*Data entries:*

⟨

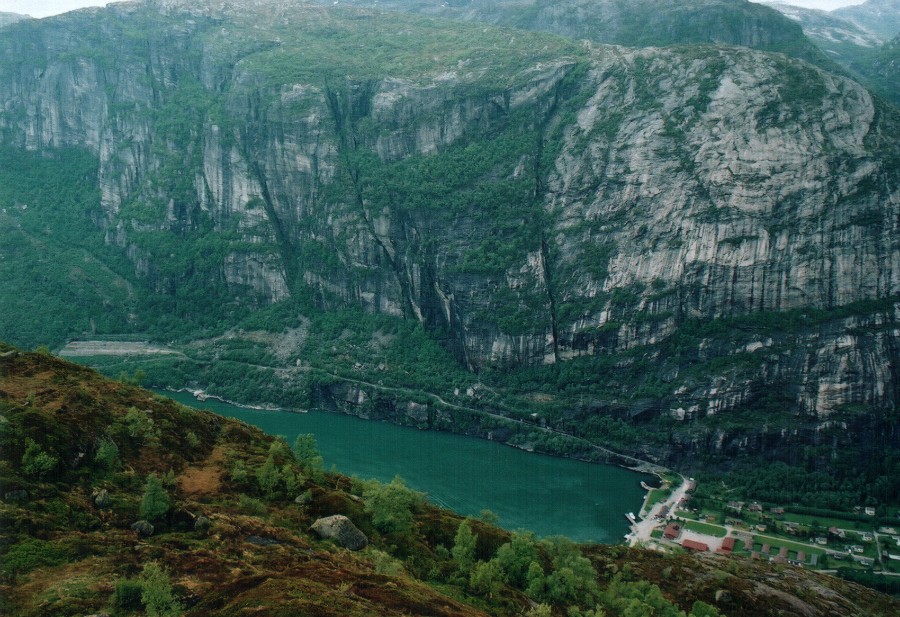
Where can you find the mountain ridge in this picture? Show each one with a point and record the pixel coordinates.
(596, 232)
(78, 455)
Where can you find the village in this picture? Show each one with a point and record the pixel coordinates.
(670, 520)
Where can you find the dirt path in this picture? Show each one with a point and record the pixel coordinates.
(641, 530)
(205, 479)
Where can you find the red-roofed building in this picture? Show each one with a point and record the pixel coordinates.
(672, 531)
(694, 545)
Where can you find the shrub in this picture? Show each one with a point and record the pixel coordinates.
(239, 471)
(107, 455)
(307, 452)
(486, 578)
(463, 550)
(250, 506)
(35, 462)
(28, 555)
(391, 504)
(385, 564)
(127, 594)
(156, 592)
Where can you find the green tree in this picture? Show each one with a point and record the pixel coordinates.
(140, 425)
(268, 477)
(516, 556)
(107, 455)
(307, 451)
(535, 581)
(391, 504)
(702, 609)
(486, 579)
(239, 473)
(155, 502)
(292, 480)
(156, 592)
(35, 462)
(463, 550)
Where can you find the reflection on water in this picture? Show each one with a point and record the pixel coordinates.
(547, 495)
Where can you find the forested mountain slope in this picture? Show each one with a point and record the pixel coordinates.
(119, 501)
(632, 23)
(688, 252)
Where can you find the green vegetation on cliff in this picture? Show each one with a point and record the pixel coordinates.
(221, 541)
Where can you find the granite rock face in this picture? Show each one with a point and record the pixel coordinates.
(342, 530)
(593, 202)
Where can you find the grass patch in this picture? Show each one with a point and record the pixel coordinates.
(705, 528)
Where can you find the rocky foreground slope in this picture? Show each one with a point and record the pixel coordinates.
(701, 234)
(116, 500)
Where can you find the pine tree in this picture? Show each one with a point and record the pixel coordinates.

⟩

*Request:* Copy every one of the records above word for word, leaving out the pictures.

*Task solution:*
Where can you find the mountain ridge in this picture? Show each one with a point and record the pixel coordinates.
(596, 232)
(78, 455)
Where can you find the village in this picture? Show each one with a point and record the pixel coordinates.
(670, 520)
Where can you find the dirt path in this picture? Show each one with a point and record the pixel coordinates.
(641, 530)
(205, 479)
Where can you find the red-roofed building in this picture? Show each one with a point and record the pixel coordinates.
(672, 531)
(694, 545)
Where can you find the shrub in this picture? Show each one with a point and record the pixel coordinates.
(239, 471)
(107, 455)
(307, 452)
(486, 578)
(463, 550)
(250, 506)
(35, 462)
(28, 555)
(391, 504)
(385, 564)
(127, 594)
(156, 592)
Where can you find the green tree in this picture? Show each one with a point and record the pixel coordinates.
(140, 425)
(268, 477)
(516, 556)
(107, 455)
(307, 451)
(535, 581)
(391, 504)
(702, 609)
(486, 579)
(239, 473)
(155, 502)
(292, 480)
(156, 592)
(35, 462)
(463, 550)
Where can you find the reflection on water in this picture? Show each one with a point and record the pixel coordinates.
(547, 495)
Where can you find the forested mountain slope in this picture? Show each one with a point and record the pixel coordinates.
(119, 501)
(632, 23)
(688, 252)
Where can you find the green vegetation on cliff in this picture? Show each one with a point and record the pixel coordinates.
(221, 541)
Where can you find the granite rock face in this picture? Show each one with a point and record the pixel coordinates.
(342, 530)
(593, 202)
Where can you find the grass patch in this picture? Show each one with a point and record the pixel coordinates.
(705, 528)
Where can you find the rocky foreground slope in this picture? Show each one with a point and record the pixel coordinates.
(701, 234)
(116, 500)
Where can you find the pine tree in this picture? Show each one with a point and record the pixel coordinates.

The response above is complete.